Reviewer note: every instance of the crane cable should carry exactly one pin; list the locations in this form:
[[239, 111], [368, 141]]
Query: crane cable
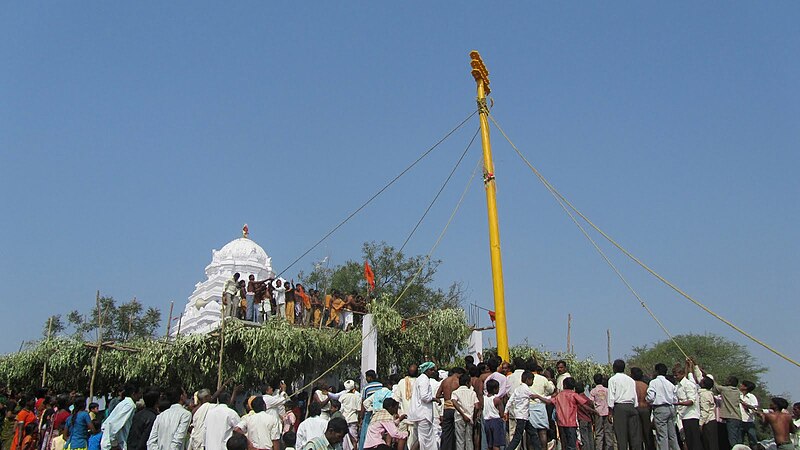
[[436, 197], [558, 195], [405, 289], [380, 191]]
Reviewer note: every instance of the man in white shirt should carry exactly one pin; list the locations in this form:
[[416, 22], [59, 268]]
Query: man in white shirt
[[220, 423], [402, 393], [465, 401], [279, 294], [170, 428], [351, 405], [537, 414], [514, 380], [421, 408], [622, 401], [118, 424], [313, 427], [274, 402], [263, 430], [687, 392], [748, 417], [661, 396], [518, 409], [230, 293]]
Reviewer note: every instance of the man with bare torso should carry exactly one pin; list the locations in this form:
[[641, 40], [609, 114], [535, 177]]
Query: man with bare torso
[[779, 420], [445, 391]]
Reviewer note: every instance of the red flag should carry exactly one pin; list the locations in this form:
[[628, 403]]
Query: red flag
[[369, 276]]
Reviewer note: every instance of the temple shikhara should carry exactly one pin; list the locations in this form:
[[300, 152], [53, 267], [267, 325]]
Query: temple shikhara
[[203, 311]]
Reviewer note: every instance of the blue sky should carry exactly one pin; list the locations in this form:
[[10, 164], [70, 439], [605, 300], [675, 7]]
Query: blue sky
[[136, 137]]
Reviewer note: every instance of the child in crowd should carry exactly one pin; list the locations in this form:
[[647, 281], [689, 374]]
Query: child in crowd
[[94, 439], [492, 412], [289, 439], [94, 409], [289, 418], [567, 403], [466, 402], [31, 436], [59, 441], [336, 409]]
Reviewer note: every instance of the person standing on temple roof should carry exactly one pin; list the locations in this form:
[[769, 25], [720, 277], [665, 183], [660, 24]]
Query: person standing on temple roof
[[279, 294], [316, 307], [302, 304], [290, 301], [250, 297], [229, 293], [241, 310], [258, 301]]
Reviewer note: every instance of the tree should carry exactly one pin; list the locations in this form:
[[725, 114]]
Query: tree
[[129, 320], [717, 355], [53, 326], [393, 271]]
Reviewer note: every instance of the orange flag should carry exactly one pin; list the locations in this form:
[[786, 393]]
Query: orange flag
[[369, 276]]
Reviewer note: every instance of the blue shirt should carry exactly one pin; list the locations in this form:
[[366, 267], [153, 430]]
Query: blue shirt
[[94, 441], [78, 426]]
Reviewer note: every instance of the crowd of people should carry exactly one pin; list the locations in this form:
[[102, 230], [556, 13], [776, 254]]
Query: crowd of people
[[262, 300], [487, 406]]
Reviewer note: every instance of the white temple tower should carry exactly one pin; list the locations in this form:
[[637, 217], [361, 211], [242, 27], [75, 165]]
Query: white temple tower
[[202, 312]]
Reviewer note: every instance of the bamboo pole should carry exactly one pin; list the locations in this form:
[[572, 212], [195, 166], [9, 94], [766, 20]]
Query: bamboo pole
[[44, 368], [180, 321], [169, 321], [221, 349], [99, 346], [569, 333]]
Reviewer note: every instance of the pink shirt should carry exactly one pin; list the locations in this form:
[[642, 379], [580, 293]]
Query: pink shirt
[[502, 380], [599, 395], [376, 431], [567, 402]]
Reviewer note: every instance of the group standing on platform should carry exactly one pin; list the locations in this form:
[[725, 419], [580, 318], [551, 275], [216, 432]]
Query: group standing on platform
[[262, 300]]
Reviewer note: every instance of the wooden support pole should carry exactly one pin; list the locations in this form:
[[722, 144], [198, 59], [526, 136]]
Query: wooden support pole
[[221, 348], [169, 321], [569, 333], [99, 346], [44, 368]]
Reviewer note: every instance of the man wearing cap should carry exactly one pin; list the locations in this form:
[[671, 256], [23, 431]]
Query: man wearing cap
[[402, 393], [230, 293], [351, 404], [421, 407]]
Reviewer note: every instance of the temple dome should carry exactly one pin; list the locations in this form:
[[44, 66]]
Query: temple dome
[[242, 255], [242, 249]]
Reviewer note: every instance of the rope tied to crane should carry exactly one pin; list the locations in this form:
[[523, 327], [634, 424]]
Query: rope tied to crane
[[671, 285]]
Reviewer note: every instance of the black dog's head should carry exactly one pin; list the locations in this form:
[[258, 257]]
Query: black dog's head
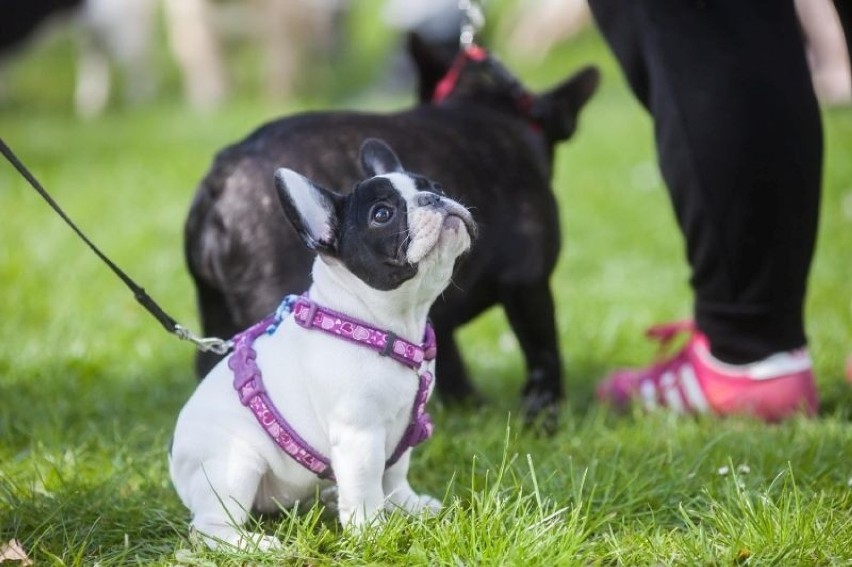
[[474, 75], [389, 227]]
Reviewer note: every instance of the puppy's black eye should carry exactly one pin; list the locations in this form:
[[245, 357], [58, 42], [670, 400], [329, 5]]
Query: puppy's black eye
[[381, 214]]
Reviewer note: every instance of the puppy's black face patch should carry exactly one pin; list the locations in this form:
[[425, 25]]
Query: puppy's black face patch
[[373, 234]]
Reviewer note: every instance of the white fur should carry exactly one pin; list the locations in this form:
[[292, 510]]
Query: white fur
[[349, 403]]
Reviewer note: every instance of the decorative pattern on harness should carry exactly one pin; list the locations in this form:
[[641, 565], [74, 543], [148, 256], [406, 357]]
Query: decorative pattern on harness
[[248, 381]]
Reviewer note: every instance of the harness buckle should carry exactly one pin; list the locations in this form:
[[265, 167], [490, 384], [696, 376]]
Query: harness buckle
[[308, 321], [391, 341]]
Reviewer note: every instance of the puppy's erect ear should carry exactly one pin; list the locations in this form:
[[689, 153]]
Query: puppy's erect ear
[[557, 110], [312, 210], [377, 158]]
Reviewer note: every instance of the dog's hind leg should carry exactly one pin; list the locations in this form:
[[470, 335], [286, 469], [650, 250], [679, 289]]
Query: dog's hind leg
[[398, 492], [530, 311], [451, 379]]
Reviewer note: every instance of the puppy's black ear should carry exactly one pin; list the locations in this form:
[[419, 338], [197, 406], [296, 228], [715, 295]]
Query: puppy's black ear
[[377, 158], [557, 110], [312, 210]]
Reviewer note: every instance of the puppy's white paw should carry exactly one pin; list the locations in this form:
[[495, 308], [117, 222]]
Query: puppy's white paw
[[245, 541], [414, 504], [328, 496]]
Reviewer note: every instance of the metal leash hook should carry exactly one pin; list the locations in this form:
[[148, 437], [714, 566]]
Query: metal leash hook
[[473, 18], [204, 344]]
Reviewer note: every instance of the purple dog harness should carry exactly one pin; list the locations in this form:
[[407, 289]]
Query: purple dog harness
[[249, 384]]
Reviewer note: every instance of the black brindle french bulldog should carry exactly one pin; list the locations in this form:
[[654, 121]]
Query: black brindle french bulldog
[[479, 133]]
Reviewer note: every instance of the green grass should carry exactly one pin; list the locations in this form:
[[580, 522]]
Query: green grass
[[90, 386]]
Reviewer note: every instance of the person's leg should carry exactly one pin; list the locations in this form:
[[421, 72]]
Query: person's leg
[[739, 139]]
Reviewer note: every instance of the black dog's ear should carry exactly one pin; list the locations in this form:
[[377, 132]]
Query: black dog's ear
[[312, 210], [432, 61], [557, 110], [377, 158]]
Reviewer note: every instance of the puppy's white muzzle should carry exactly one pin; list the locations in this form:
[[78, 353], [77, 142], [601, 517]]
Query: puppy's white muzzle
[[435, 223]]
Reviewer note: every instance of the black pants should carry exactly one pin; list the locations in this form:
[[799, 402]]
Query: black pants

:::

→ Written exercise: Reproduce all of the records above verbatim, line by line, and omit the pictures from your copy.

→ Complete answer:
Reviewer note: every instance of the crane cable should carry exactly one pin; list the locations in this form:
[[239, 111], [368, 141]]
Query: crane cable
[[436, 197], [558, 195], [405, 289], [380, 191]]
Reviewer note: every instance of the man in white shirt should carry exactly one pin; list the locations in this form:
[[416, 22], [59, 268]]
Query: man in white shirt
[[220, 423], [402, 393], [465, 401], [279, 294], [170, 428], [351, 405], [537, 414], [514, 380], [421, 408], [622, 401], [118, 424], [313, 427], [274, 402], [263, 430], [687, 392], [748, 417], [661, 396], [518, 409], [230, 293]]
Reviewer note: every instance of the man with bare torso should carry exactly one pin; list the locations in this form:
[[641, 40], [609, 114], [535, 177]]
Query: man with bare torso
[[779, 420], [445, 391]]
Reviewer note: every instance of the red flag should carry exactly one pin; list the locations in this form:
[[628, 403]]
Query: red flag
[[369, 276]]
Reviewer note: every instance of the temple shikhara should carry exactly one pin; list the locations in this form:
[[300, 152], [53, 267], [267, 325]]
Query: temple shikhara
[[203, 311]]
Reviewer note: every instance of the blue sky should carry exactly one pin; list the locations in this form:
[[10, 164], [70, 439], [605, 300], [675, 7]]
Query: blue sky
[[136, 137]]
Reviewer note: every instance of the child in crowd should carry exactly one pin; list the locations in this form:
[[647, 281], [689, 374]]
Query: child in crowd
[[94, 439], [492, 412], [289, 439], [94, 409], [289, 418], [567, 403], [466, 402], [31, 436], [59, 441], [336, 409]]
Reviewer note: every instance of the person standing on temple roof should carry exactly one pin; list the locations in this form:
[[769, 25], [720, 277], [665, 183], [660, 24]]
Query: person standing on temple roof
[[279, 294], [316, 307], [302, 304], [290, 301], [250, 297], [229, 293], [241, 310], [258, 301]]
Reviewer note: every instance of the tree should carry exactly one pin; list the locations in this form:
[[725, 114]]
Query: tree
[[129, 320], [717, 355], [53, 326], [393, 271]]
Reviewer note: every instance of the orange flag should carry exactly one pin; list the locations in this form:
[[786, 393]]
Query: orange flag
[[369, 276]]
Reviewer note: every instance of the blue shirt should carry exactly one pin; list the locations in this form:
[[366, 267], [153, 430]]
Query: blue shirt
[[94, 441], [78, 426]]
Reviewer note: every instance of the crowd of people should carry exactly one pin; list the locations in this form:
[[102, 230], [556, 13], [776, 254]]
Query: crowd of people
[[262, 300], [487, 406]]
Reviewer note: every instance of the white temple tower should carry exactly one pin; list the locations in this form:
[[637, 217], [361, 211], [242, 27], [75, 165]]
Query: white temple tower
[[202, 312]]
Reviewer note: every instance of the bamboo pole should carry exactly one pin; list the locations in this form:
[[572, 212], [195, 166], [9, 94], [766, 20]]
Query: bamboo pole
[[44, 368], [180, 321], [169, 321], [221, 349], [99, 346], [569, 333]]
Reviewer note: every instance of the pink shirt should carry exactly one pin; list the locations in this form:
[[642, 379], [580, 293]]
Query: pink shirt
[[502, 380], [599, 395], [376, 431], [567, 402]]
Reviewer note: every instance of the group standing on platform should carry exactly one pin; list the locations in this form:
[[725, 419], [580, 318], [551, 275], [216, 432]]
Query: group standing on platform
[[262, 300]]
Reviewer note: every instance of the wooden support pole should carry exactly one pin; list the locations in this form:
[[722, 144], [198, 59], [526, 136]]
Query: wooden support pole
[[221, 348], [169, 321], [569, 333], [99, 346], [44, 368]]
Reviewer note: every instance of the man wearing cap should carry exactly one pin; list the locations in this form:
[[671, 256], [23, 431]]
Query: man wearing cap
[[402, 393], [230, 293], [351, 404], [421, 407]]
Reviewer note: every instance of the temple dome should carry exactly one pin; list the locations in this form:
[[44, 66]]
Query: temple dome
[[242, 255], [242, 249]]
Reviewer note: every instance of the rope tied to crane should carry exactly one pin; list the locations in this form:
[[523, 327], [634, 424]]
Query: rope tied to crane
[[671, 285]]
Reviewer note: every instance of the black dog's head should carry exactly one pin; list the locations in this form:
[[258, 257]]
Query: black dog's head
[[474, 75], [389, 227]]
Reviewer note: every instance of the puppy's black eye should carry exactly one pin; list the locations in this form:
[[245, 357], [58, 42], [670, 400], [329, 5]]
Query: puppy's black eye
[[381, 214]]
Reviewer note: every instance of the puppy's black face patch should carry exactly one pin; list the locations in this form:
[[425, 25]]
Query: puppy's black face patch
[[373, 234]]
Reviewer note: every instance of the white fur should carry exactly one pin; list the locations in this form:
[[292, 510]]
Query: white fur
[[349, 403]]
Reviewer note: every instance of the decorative pattern on harness should carry exactly one pin; list the locations in this form:
[[641, 565], [74, 543], [148, 256], [406, 357]]
Query: decorative pattern on harness
[[248, 381]]
Reviewer note: every instance of the harness buckle should carry exactly one pin; list the locations in this form:
[[265, 167], [490, 384], [696, 376]]
Query: harness buckle
[[308, 321], [391, 341]]
Reviewer note: every instance of the puppy's erect ear should carry exactly one pin; list the locations in this form:
[[689, 153]]
Query: puppy's erect ear
[[557, 110], [312, 210], [377, 158]]
Reviewer note: every instance of the dog's hind leg should carry exactly one pin; list the locations in this form:
[[470, 335], [286, 469], [650, 250], [679, 289]]
Query: dog's hind leg
[[398, 492], [530, 311], [451, 379]]
Reviewer note: every instance of the puppy's black ear should carry exactly one pin; list the locations in this form:
[[419, 338], [197, 406], [296, 228], [715, 295]]
Query: puppy's black ear
[[377, 158], [557, 110], [312, 210]]
Reviewer note: every instance of the puppy's white paw should carry exactly one pin; list the locations in this form:
[[495, 308], [117, 222]]
Query: puppy's white paw
[[245, 541], [414, 504], [328, 496]]
Reviewer note: every instance of the metal leash hook should carry exactly one pin; list the locations in this form:
[[148, 437], [714, 566]]
Query: metal leash hook
[[473, 18], [204, 344]]
Reviewer note: every instance of the purple dog harness should carry exactly one pin; list the locations in this form:
[[407, 289]]
Query: purple dog harness
[[249, 384]]
Reviewer note: every instance of the black brindle french bulldog should carry exactly one pin; list the locations in this form:
[[654, 121]]
Query: black brindle french bulldog
[[479, 133]]
Reviewer note: every instance of the green grass should carry exactly one pin; list the locations in this form:
[[580, 522]]
Query: green grass
[[90, 386]]
Reviewer note: every instance of the person's leg should carry exactly one pin; list the locations in this form:
[[421, 72]]
Query: person's leg
[[739, 139]]
Reviewer note: every instance of the black dog's ear should carry exactly one pin; list the locations in this form:
[[377, 132]]
Query: black dog's ear
[[312, 210], [432, 61], [557, 110], [377, 158]]
Reviewer note: every instance of the puppy's white muzzle should carry exactly one pin; list the locations in this form:
[[78, 353], [77, 142], [601, 517]]
Query: puppy's white muzzle
[[435, 223]]
Reviewer note: every instance of the black pants should carry exactly one pin; list the locations in this form:
[[799, 402]]
Query: black pants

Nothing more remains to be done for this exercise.